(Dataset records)
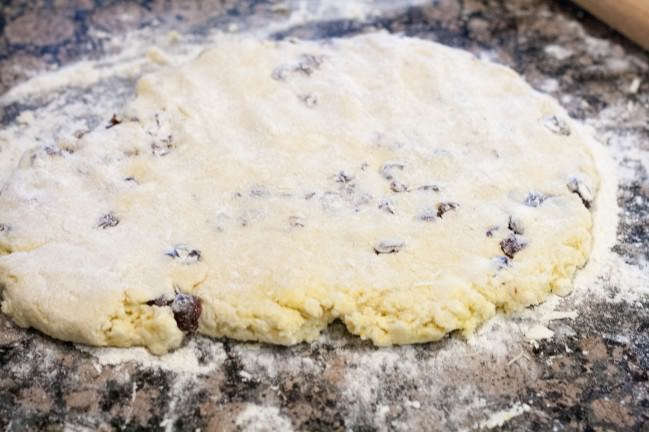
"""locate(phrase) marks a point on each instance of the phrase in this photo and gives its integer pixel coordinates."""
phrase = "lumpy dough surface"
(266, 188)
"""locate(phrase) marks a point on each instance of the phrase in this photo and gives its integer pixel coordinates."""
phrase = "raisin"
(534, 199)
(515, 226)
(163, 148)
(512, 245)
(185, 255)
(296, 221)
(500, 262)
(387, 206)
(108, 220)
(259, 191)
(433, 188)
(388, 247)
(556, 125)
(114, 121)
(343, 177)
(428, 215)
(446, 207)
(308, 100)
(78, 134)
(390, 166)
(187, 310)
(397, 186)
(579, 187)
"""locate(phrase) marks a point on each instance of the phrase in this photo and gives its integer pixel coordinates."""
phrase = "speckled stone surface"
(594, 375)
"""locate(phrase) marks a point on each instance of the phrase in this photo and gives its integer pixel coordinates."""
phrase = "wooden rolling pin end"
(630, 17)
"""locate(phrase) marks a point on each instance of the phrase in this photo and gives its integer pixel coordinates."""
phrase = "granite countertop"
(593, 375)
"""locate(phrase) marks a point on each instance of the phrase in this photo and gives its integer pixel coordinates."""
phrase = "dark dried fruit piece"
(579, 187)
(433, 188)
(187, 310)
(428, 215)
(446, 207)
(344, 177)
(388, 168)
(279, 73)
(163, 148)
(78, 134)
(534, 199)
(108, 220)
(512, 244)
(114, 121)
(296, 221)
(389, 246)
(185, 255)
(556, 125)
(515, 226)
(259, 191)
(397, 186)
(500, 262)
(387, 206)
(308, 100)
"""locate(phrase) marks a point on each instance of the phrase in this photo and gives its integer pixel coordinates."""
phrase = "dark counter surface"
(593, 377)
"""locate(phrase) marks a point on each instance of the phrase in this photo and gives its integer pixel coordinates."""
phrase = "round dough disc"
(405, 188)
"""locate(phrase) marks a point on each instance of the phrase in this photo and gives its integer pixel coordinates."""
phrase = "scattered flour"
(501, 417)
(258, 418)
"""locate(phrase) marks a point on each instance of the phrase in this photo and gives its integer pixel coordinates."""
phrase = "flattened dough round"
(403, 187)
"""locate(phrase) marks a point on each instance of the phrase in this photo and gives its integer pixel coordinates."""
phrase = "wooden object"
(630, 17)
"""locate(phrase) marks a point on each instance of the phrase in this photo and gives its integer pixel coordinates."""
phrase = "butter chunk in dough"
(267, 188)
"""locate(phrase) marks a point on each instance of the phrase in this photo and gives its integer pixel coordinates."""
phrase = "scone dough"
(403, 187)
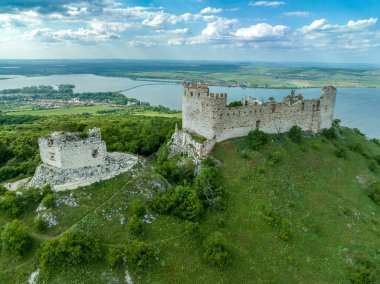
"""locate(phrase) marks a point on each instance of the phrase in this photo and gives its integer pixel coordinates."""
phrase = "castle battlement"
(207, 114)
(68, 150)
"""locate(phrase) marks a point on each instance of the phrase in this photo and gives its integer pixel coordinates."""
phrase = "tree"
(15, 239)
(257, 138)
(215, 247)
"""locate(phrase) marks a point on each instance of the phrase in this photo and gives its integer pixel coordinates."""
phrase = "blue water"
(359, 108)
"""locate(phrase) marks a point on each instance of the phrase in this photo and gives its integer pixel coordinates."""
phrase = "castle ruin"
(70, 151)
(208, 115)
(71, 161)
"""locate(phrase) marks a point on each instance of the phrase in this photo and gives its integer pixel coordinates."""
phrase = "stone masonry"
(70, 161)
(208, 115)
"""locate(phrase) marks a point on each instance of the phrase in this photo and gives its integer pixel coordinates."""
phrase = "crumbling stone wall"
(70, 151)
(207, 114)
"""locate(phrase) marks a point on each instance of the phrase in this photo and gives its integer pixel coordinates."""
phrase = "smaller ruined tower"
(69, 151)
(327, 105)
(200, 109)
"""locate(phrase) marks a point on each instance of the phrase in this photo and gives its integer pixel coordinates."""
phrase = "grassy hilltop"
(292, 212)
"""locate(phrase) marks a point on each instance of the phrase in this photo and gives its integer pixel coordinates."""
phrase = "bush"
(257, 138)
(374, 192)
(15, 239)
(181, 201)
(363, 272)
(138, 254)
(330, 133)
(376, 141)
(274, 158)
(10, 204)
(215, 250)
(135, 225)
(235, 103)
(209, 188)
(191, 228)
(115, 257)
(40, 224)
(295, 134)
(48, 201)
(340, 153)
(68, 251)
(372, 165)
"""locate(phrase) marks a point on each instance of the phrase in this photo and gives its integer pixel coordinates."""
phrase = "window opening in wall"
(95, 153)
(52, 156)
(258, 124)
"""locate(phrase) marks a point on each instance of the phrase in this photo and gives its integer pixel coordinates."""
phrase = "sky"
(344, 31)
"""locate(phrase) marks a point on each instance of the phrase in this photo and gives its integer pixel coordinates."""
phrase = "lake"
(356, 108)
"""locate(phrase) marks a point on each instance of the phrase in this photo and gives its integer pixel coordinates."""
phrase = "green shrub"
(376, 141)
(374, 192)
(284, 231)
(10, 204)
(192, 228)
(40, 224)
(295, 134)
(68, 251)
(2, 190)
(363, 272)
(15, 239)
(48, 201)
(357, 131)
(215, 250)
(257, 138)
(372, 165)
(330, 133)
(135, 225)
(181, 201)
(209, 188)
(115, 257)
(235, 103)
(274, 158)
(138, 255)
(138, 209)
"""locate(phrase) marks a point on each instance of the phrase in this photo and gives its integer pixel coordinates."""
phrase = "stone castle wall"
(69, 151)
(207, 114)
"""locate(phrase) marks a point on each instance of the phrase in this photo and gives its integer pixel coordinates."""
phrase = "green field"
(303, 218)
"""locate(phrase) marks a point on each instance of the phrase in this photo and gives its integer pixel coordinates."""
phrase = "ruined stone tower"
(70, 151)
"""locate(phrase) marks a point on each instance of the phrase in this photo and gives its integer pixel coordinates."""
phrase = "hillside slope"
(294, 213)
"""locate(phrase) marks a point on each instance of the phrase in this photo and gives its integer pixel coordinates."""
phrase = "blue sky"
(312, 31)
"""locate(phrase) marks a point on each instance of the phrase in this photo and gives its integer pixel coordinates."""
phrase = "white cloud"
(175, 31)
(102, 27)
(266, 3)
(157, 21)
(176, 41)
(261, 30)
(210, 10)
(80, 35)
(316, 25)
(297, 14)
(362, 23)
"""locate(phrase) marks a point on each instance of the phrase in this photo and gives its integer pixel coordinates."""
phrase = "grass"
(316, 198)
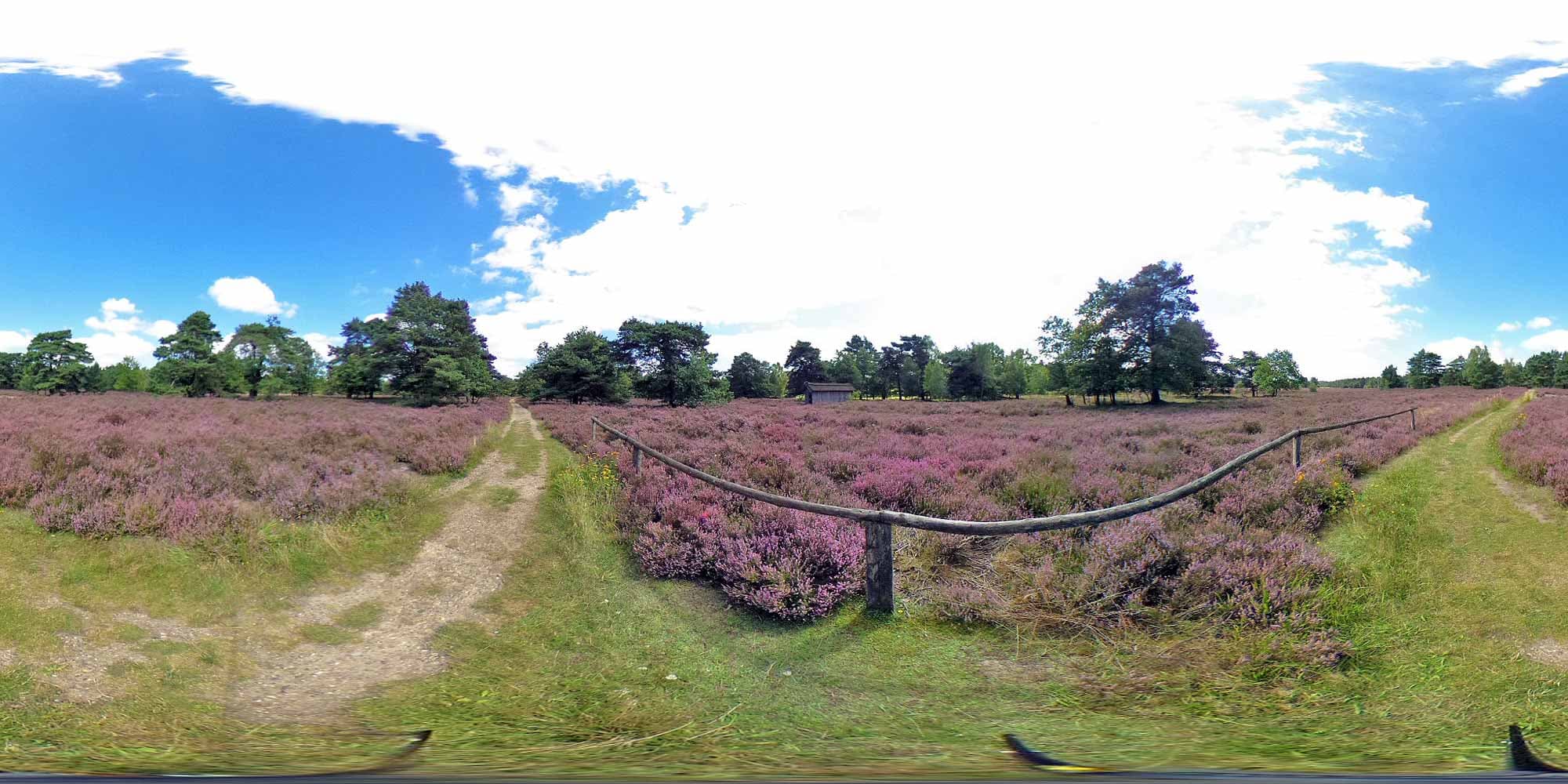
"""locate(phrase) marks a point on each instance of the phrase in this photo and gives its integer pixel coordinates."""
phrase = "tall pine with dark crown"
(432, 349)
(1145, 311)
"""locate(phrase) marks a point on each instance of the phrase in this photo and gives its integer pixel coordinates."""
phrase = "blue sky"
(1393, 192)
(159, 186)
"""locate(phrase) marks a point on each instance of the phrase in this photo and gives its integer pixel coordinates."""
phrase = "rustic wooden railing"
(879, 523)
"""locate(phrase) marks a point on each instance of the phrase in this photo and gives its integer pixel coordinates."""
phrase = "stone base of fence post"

→ What is needed:
Retype all the records shown above, character for character. Omit every picture.

→ Output for this task:
"""locate(phrase) marks a point on each instance of the phrase in this photo and gives its integer pixel coordinates."""
phrase = "lumpy dough surface"
(266, 188)
"""locate(phrase) marks a point on each instance of the phrase in this photo and gives its integer pixel coordinates."""
phrase = "raisin"
(534, 199)
(515, 226)
(163, 148)
(512, 245)
(185, 255)
(296, 221)
(500, 262)
(387, 206)
(108, 220)
(259, 191)
(433, 188)
(388, 247)
(556, 125)
(114, 121)
(343, 177)
(428, 215)
(446, 207)
(308, 100)
(78, 134)
(390, 166)
(187, 310)
(397, 186)
(579, 187)
"""locate(phrase) marks a point on each instance of the phrase in this photo and gives its integer pixel coordinates."""
phrase = "speckled stone surface"
(594, 375)
"""locate(phrase) marks a point on each instance of the phrase in this photo and gives its integer pixel coordinates."""
phrase = "wooden rolling pin end"
(630, 17)
"""locate(phrase) marks a point on each instance of the phrase in this photo and gives its integer pixel coordinates."""
phrase = "granite countertop"
(593, 375)
"""locate(phrase) marks a point on each instance of the phrase in this photo and gives its integer pixel coordinates."""
phrase = "dark dried fruit piece"
(579, 187)
(433, 188)
(187, 310)
(428, 215)
(446, 207)
(344, 177)
(388, 168)
(279, 73)
(163, 148)
(78, 134)
(534, 199)
(108, 220)
(512, 244)
(114, 121)
(296, 221)
(389, 246)
(185, 255)
(556, 125)
(515, 226)
(259, 191)
(397, 186)
(500, 262)
(387, 206)
(308, 100)
"""locate(phrase) marks a point on each instance of the phrase in this photo and gives its integer pixel coordinates."""
phrase = "dark counter surface"
(593, 377)
"""locate(phrase) marks a point on each instance of the phrase in this photo and gives its integer pixel coordinates."""
phrase = "round dough disc"
(405, 188)
"""locate(phrase) marks a point on each instance of the phrase in this photo and gives its integer pixel coordinates."""
phrase = "scattered flour"
(501, 417)
(258, 418)
"""locate(phrase) marks a point on each instance of the phrase in this photo and gives its integer pixel coordinates."""
phrase = "flattened dough round"
(403, 187)
"""locate(phrase) marks a point on each instance of the phrase in this photo and gives its integer pixel coordinates."""
phrase = "wooden object"
(630, 17)
"""locate(phrase) marks a point on each instance of the phrase in this photo and gives its integer pixel coordinates."""
phrase = "butter chunk in dough"
(267, 188)
"""locate(phrase) marks a point on each instance of the phrase in this photo and gives its integer pixel coordinates."""
phrase = "scone dough"
(403, 187)
"""locate(phrase) marks a point on each instance of the phrase in this photo and gives its integer pixel coordinates."""
phrase = "castle battlement"
(207, 114)
(68, 150)
"""locate(phrase) marks a point on each instance of the phrase in this photo and gives its integer pixel coordinates."""
phrase = "tree"
(15, 239)
(257, 138)
(215, 247)
"""locate(phrase) marks a point on each instance of the phrase in this photo and gives its integer pixel coordinates."""
phrase = "blue water"
(359, 108)
"""locate(phrase) marks a point on each instance of the phrase in this photo and gives its integer pixel coordinates."""
phrase = "castle ruin"
(70, 151)
(208, 115)
(71, 161)
"""locate(phrase) marks a point on each instance of the phrase in this photo and gives its integer pixel coordinates."""
phrase = "stone masonry"
(70, 161)
(208, 115)
"""locate(phrase) marks a point on each instance of the phrase in this photo and gives its integer pixel coordinates."""
phrase = "crumbling stone wall"
(70, 151)
(207, 114)
"""locate(phrase) marks a point on each instance of the phrase in this photo and gives its integer pixel coordinates."""
phrase = "smaller ruined tower"
(69, 151)
(327, 105)
(200, 109)
"""locate(phrase) marks a point on each instance of the phrase in this photo and gives its integer pixel coordinates."""
phrase = "grassy hilltop"
(292, 212)
"""locate(phrase) marks a point on each instance of the phrase in this photo and gives its integer pixel coordinates."""
phrase = "bush"
(257, 138)
(374, 192)
(15, 239)
(181, 201)
(363, 272)
(138, 254)
(330, 133)
(376, 141)
(274, 158)
(10, 204)
(215, 250)
(135, 225)
(235, 103)
(209, 188)
(191, 228)
(115, 257)
(40, 224)
(295, 134)
(48, 201)
(340, 153)
(68, 251)
(372, 165)
"""locate(phrase) marks a point on each instance of the phrase in this photo and gives its integer pixel coordinates."""
phrase = "window opening in wall"
(95, 153)
(52, 156)
(258, 124)
"""locate(phrase) marks a point on each instance of the phrase in this photo and gives its integer pixel coordinates."""
phrase = "sky"
(344, 31)
"""locate(phrase) marks a point on each instance of the phrase in this photo and gives its integer pixel coordinates."""
phrase = "lake"
(356, 108)
"""locate(phrase) marks a point on each instance of the phrase in this photo and gives its integer pixel coordinates."""
phrase = "green shrub"
(376, 141)
(374, 192)
(284, 231)
(10, 204)
(192, 228)
(40, 224)
(295, 134)
(68, 251)
(2, 190)
(363, 272)
(15, 239)
(48, 201)
(357, 131)
(215, 250)
(257, 138)
(372, 165)
(330, 133)
(135, 225)
(181, 201)
(209, 188)
(115, 257)
(235, 103)
(274, 158)
(138, 255)
(138, 209)
"""locate(phrase) marks a point on each instance of the phrase in this photo and gives its integer pixel coordinates."""
phrase = "stone castle wall"
(69, 151)
(207, 114)
"""locate(phrase) marks a point on each instance of the phrase in this photo and gives its integer pixel coordinates."""
phrase = "green field"
(303, 218)
"""locate(phrase) marks a point on each instance of the phrase in this photo and gives its integer pixel coordinates."""
phrase = "ruined stone tower"
(70, 151)
"""locate(phrase) marks a point on each instance of the phrase in this photo and gives its integer pixel coordinates."""
phrase = "hillside slope"
(294, 213)
"""locate(phrase) marks a point on each instance of the phrase in this photo and gives its integer pixel coordinates."""
phrase = "blue sky"
(312, 31)
"""locate(phrase) marks a point on each instance of the phrase in this photo and gives its integer pixel coordinates."""
phrase = "white cloud"
(175, 31)
(102, 27)
(266, 3)
(157, 21)
(176, 41)
(261, 30)
(210, 10)
(80, 35)
(316, 25)
(297, 14)
(362, 23)
"""locate(phrase) marks a point on each instance of the phrase in this photo and gives its integer pixel coordinates."""
phrase = "grass"
(316, 198)
"""locate(phrase) marks a point on each instance of the phrase in this photo and gives its integer pixel coordinates."""
phrase = "tall pine with dark crown"
(432, 349)
(1145, 311)
"""locate(phrase) marks a point on each instance of the phrase in this photo and gives its integer pixel coordinates."""
phrase = "blue sky"
(1393, 192)
(159, 186)
"""locate(phrase) marks a point on each instance of the phrase in this photo and gives its integer pixel coordinates."""
phrase = "rustic wooden railing"
(879, 523)
"""locate(phrase) marks a point on each instance of the phrase in this photo and gives its integer pixel coordinates."""
phrase = "stone base of fence post"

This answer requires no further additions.